■ **Exercise**
Exactly as written and without the pictures, output the entries below.

■ **Records for processing**

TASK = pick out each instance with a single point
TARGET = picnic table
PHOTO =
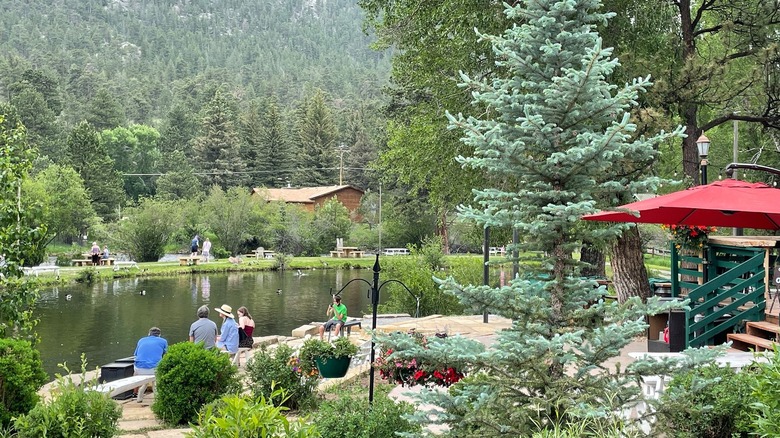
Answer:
(346, 252)
(262, 253)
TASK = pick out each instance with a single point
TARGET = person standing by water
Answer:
(339, 313)
(194, 246)
(228, 336)
(95, 253)
(206, 251)
(148, 353)
(246, 325)
(204, 330)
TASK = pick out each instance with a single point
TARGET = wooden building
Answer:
(311, 197)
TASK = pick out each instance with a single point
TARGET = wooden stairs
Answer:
(758, 336)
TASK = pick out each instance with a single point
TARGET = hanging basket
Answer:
(333, 367)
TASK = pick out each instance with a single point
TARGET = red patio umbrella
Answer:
(727, 203)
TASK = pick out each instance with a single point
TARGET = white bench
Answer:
(38, 269)
(351, 322)
(236, 358)
(128, 383)
(127, 264)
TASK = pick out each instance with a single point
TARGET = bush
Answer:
(314, 348)
(22, 375)
(765, 394)
(709, 401)
(73, 412)
(234, 416)
(189, 377)
(349, 416)
(271, 370)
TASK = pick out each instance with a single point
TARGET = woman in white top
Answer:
(247, 325)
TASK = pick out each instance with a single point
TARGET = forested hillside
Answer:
(141, 51)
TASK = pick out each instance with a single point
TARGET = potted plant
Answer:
(331, 360)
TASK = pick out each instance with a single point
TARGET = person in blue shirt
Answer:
(149, 351)
(228, 336)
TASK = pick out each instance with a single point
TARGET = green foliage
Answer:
(704, 402)
(314, 348)
(556, 140)
(22, 375)
(73, 412)
(234, 416)
(218, 145)
(417, 271)
(89, 158)
(235, 216)
(22, 237)
(331, 221)
(318, 135)
(188, 377)
(271, 370)
(148, 227)
(67, 208)
(348, 416)
(765, 394)
(88, 275)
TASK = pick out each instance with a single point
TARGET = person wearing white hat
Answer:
(228, 337)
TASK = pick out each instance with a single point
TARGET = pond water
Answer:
(105, 320)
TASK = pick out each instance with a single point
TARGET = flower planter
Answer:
(333, 367)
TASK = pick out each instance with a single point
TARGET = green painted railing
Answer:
(732, 291)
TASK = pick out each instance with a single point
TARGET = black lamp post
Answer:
(703, 143)
(375, 288)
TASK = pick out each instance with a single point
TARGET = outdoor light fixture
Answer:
(703, 143)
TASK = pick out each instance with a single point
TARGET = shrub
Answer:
(280, 369)
(765, 394)
(709, 401)
(241, 416)
(314, 348)
(22, 375)
(189, 377)
(73, 412)
(87, 275)
(349, 416)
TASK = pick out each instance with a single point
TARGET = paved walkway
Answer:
(138, 421)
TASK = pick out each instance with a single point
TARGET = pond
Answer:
(105, 320)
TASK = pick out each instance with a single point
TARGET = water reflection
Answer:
(105, 320)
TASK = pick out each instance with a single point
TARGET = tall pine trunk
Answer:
(628, 267)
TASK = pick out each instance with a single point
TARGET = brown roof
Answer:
(301, 195)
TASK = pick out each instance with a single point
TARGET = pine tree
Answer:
(317, 161)
(218, 147)
(560, 128)
(275, 146)
(88, 156)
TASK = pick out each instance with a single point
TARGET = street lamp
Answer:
(703, 143)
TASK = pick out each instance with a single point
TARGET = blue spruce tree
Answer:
(560, 136)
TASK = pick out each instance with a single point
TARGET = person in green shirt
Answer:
(339, 313)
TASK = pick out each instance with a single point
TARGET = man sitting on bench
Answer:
(339, 312)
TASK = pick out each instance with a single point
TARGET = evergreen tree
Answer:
(218, 148)
(559, 127)
(317, 161)
(177, 131)
(179, 180)
(251, 128)
(87, 155)
(105, 111)
(21, 234)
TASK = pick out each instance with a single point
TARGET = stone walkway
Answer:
(138, 421)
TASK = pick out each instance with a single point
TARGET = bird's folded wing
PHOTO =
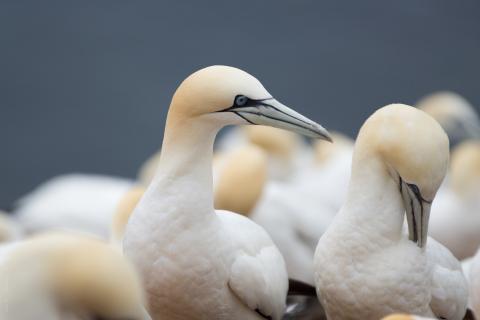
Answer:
(260, 282)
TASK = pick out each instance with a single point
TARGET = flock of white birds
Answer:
(383, 227)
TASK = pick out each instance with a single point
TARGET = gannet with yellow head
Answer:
(365, 267)
(454, 113)
(456, 215)
(199, 263)
(65, 276)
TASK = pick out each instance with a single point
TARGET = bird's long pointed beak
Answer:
(270, 112)
(417, 210)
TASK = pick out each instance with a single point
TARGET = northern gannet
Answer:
(296, 214)
(287, 151)
(198, 263)
(79, 202)
(454, 113)
(63, 276)
(473, 268)
(125, 207)
(240, 179)
(365, 267)
(455, 220)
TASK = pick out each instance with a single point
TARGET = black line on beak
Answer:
(263, 315)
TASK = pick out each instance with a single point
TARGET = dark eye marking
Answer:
(263, 315)
(417, 193)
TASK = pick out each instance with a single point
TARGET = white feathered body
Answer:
(366, 268)
(295, 222)
(204, 265)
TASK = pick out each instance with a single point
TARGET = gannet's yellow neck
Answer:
(185, 167)
(373, 199)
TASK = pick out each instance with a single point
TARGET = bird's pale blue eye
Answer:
(241, 100)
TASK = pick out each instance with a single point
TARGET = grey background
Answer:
(85, 85)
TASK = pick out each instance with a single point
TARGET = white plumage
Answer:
(365, 267)
(81, 202)
(66, 276)
(455, 218)
(198, 263)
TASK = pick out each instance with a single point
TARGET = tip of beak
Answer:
(324, 134)
(328, 138)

■ **Expected answer**
TASK = pick out each instance with a single point
TARGET = picnic table
PHOTO =
Answer:
(346, 252)
(262, 253)
TASK = pick out each instance with a single point
TARGET = person standing by water
Answer:
(339, 313)
(194, 246)
(228, 336)
(95, 253)
(206, 251)
(148, 353)
(246, 325)
(204, 330)
TASK = pick out each instance with a single point
TARGET = wooden building
Answer:
(311, 197)
TASK = pick out each instance with a single point
TARGET = wooden stairs
Answer:
(758, 336)
TASK = pick out each instance with a single point
TARGET = hanging basket
Answer:
(333, 367)
TASK = pick out each instance with a single point
TARGET = red patio umbrella
Answer:
(727, 203)
TASK = pick out each instance with a single point
TARGET = white bench
Answer:
(38, 269)
(351, 322)
(236, 358)
(128, 383)
(127, 264)
TASK = pick out each instance with a single point
TARGET = bush
Answer:
(314, 348)
(22, 375)
(765, 394)
(709, 401)
(73, 412)
(234, 416)
(189, 377)
(349, 416)
(271, 370)
TASK = pick out each instance with a single point
TARGET = woman in white top
Answer:
(247, 325)
TASK = pick out each instance with a single point
TARGET = forested hillside
Answer:
(141, 51)
TASK = pick out each instance with a single point
TARGET = potted plant
Answer:
(331, 360)
TASK = pick out each instance with a single point
TARGET = person in blue shirt
Answer:
(149, 351)
(228, 336)
TASK = pick out each instance with a single point
TARGET = green foliage
Answer:
(704, 402)
(314, 348)
(556, 140)
(22, 375)
(73, 412)
(234, 416)
(218, 145)
(417, 271)
(89, 158)
(235, 216)
(22, 237)
(331, 221)
(318, 135)
(188, 377)
(271, 370)
(148, 227)
(67, 208)
(348, 416)
(765, 394)
(88, 275)
TASK = pick out each instance with a single point
TARGET = person wearing white hat
Answer:
(228, 337)
TASK = pick out each instance with a single point
TARGET = pond water
Answer:
(105, 320)
TASK = pick out each instance with a single point
TARGET = flower planter
Answer:
(333, 367)
TASK = pick out each instance with a single point
TARGET = green painted railing
Answer:
(732, 291)
TASK = pick out each instance with a single point
TARGET = black lamp post
Answer:
(703, 143)
(375, 288)
TASK = pick out each instance with a single point
TARGET = outdoor light fixture
Answer:
(703, 143)
TASK = pick out each instance with a single point
TARGET = shrub
Answer:
(280, 369)
(765, 394)
(709, 401)
(241, 416)
(314, 348)
(22, 375)
(189, 377)
(73, 412)
(87, 275)
(349, 416)
TASK = pick out each instance with a single point
TARGET = paved walkway
Answer:
(138, 421)
TASK = pick out each instance with a single point
TARGET = pond
Answer:
(105, 320)
TASK = pick out each instance with a single point
TARGET = water reflection
Answer:
(105, 320)
TASK = pick out each instance with a single point
TARGET = tall pine trunk
Answer:
(628, 267)
TASK = pick out each instance with a single point
TARGET = brown roof
Answer:
(301, 195)
TASK = pick out each instance with a single point
TARGET = pine tree
Answer:
(317, 161)
(218, 147)
(560, 128)
(275, 146)
(88, 156)
TASK = pick out each instance with a single point
TARGET = street lamp
Answer:
(703, 143)
TASK = pick out each instance with a single point
TARGET = blue spruce tree
Answer:
(560, 136)
TASK = pick out each instance with a single point
TARGET = person in green shirt
Answer:
(339, 313)
TASK = pick out each instance with a single point
TARGET = man sitting on bench
Answer:
(339, 312)
TASK = pick out each instance with a single point
TARGET = evergreen tree
Answer:
(218, 148)
(559, 127)
(317, 161)
(177, 131)
(179, 180)
(251, 128)
(87, 155)
(105, 111)
(21, 234)
TASK = pick out each instance with a single point
TARGET = stone walkway
Answer:
(138, 421)
TASK = pick out each instance with a single point
TARGET = bird's folded wing
PHOTO =
Answer:
(260, 282)
TASK = pick out each instance with a single point
TARGET = flock of white birds
Answer:
(383, 227)
TASK = pick out each instance with a single point
TARGET = gannet with yellow head
Answer:
(365, 267)
(454, 113)
(456, 215)
(199, 263)
(65, 276)
TASK = pick out each instance with a single point
TARGET = bird's long pointed beak
Answer:
(270, 112)
(417, 210)
TASK = pick out each instance with a single point
TARGET = northern gannet
Answer:
(296, 214)
(287, 151)
(198, 263)
(79, 202)
(454, 113)
(63, 276)
(473, 268)
(125, 207)
(240, 179)
(365, 267)
(455, 220)
TASK = pick out each instance with a single point
TARGET = black line on beak
Answer:
(263, 315)
TASK = pick out each instance with a single point
TARGET = dark eye marking
Answer:
(263, 315)
(417, 193)
TASK = pick out each instance with a single point
TARGET = white feathered body
Answer:
(366, 268)
(295, 222)
(204, 265)
TASK = pick out each instance with a single point
TARGET = gannet's yellow neck
Answer:
(185, 167)
(373, 199)
TASK = pick out each instance with a single point
TARGET = bird's pale blue eye
Answer:
(241, 100)
TASK = pick out each instance with a single point
TARGET = grey background
Answer:
(85, 85)
TASK = pick out each instance with a single point
TARGET = white plumage
Answer:
(365, 267)
(81, 202)
(66, 276)
(455, 218)
(198, 263)
TASK = pick out each instance with a single point
TARGET = tip of beak
Answer:
(324, 134)
(328, 138)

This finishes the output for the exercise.